EXERCISE TASK:
Report, copied whole, each line of the material below that contains the string "post". Case counts.

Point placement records
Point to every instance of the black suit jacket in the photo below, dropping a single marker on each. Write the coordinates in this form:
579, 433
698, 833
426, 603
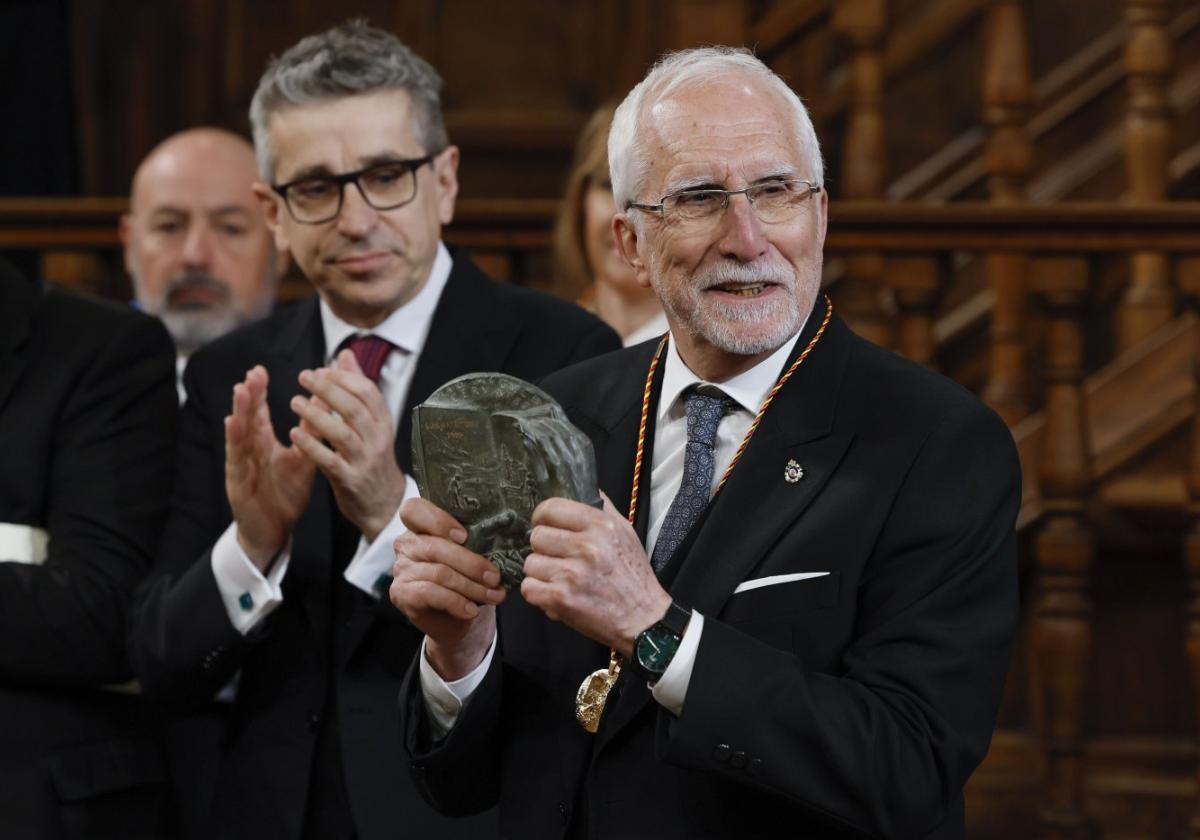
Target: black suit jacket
184, 646
853, 703
88, 429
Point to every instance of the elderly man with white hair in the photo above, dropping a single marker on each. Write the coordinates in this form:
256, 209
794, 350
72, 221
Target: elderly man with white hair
793, 615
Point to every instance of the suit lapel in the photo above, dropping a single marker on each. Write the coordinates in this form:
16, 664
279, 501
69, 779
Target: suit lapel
18, 303
757, 504
468, 333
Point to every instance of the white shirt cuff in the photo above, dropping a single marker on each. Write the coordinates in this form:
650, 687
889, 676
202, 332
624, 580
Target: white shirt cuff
247, 595
672, 685
23, 544
370, 569
443, 700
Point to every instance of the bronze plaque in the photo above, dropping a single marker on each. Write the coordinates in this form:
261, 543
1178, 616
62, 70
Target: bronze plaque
487, 448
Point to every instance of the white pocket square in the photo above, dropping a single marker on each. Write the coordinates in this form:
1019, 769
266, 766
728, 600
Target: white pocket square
774, 580
23, 544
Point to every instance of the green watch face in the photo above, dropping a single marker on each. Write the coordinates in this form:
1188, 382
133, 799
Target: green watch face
655, 648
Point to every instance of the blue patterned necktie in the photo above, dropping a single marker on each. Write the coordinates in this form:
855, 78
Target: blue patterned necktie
705, 415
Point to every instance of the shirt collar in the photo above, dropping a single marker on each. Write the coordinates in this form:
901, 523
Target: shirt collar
748, 389
407, 327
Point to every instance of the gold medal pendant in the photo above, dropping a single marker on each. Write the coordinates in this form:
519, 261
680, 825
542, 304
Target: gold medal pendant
593, 694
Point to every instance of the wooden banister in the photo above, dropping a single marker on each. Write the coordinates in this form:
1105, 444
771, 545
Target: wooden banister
1063, 551
853, 226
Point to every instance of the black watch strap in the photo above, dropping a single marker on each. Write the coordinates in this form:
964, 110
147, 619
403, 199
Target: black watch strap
657, 646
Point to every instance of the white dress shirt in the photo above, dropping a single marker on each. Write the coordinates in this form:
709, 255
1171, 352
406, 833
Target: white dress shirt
247, 594
444, 701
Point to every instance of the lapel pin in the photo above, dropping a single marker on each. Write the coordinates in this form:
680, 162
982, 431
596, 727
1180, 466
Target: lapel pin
793, 472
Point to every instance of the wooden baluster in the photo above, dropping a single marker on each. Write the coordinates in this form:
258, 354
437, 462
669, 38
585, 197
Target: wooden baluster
915, 282
1061, 634
1008, 159
861, 293
1189, 287
1149, 301
81, 270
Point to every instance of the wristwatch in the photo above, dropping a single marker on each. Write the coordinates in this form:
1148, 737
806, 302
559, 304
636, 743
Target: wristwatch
655, 647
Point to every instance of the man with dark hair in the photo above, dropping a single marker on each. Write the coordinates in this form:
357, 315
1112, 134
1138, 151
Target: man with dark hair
279, 546
803, 627
88, 423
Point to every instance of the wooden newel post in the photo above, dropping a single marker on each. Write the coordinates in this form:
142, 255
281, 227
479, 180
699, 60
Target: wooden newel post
1061, 637
861, 293
1008, 157
1189, 287
1149, 300
916, 283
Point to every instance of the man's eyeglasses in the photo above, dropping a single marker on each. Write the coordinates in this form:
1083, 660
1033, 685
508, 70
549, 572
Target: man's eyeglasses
384, 186
772, 201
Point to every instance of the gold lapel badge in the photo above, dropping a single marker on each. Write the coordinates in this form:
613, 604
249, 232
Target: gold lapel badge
793, 472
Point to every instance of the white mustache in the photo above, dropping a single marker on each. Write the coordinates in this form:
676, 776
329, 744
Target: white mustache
747, 274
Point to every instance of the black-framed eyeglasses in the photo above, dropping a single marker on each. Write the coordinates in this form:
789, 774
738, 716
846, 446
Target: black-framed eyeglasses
384, 186
772, 201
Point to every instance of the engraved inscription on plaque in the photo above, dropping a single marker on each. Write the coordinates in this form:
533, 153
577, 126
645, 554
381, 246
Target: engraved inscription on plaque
487, 448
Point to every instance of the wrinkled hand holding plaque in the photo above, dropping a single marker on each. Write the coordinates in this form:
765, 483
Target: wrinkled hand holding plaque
487, 448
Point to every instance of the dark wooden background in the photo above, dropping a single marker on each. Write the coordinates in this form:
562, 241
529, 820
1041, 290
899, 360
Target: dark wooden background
1014, 189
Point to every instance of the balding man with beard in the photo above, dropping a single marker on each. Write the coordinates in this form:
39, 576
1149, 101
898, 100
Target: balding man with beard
793, 617
196, 244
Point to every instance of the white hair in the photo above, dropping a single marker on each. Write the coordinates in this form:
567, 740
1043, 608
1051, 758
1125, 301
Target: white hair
628, 162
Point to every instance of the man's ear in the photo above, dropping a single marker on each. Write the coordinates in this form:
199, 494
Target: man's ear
823, 205
625, 235
125, 232
445, 171
270, 203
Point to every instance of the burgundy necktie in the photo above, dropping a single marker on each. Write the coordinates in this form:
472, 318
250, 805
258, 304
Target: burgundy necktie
370, 352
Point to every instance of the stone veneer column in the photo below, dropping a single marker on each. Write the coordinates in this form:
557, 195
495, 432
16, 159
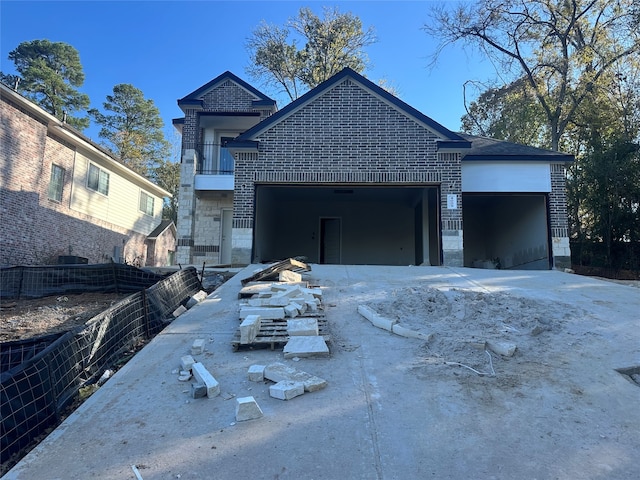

ANSWER:
Point to every instance of the wooden newel post in the photo above, dropping a single marker on each. Write the coordinates in this form:
Target: wooden newel post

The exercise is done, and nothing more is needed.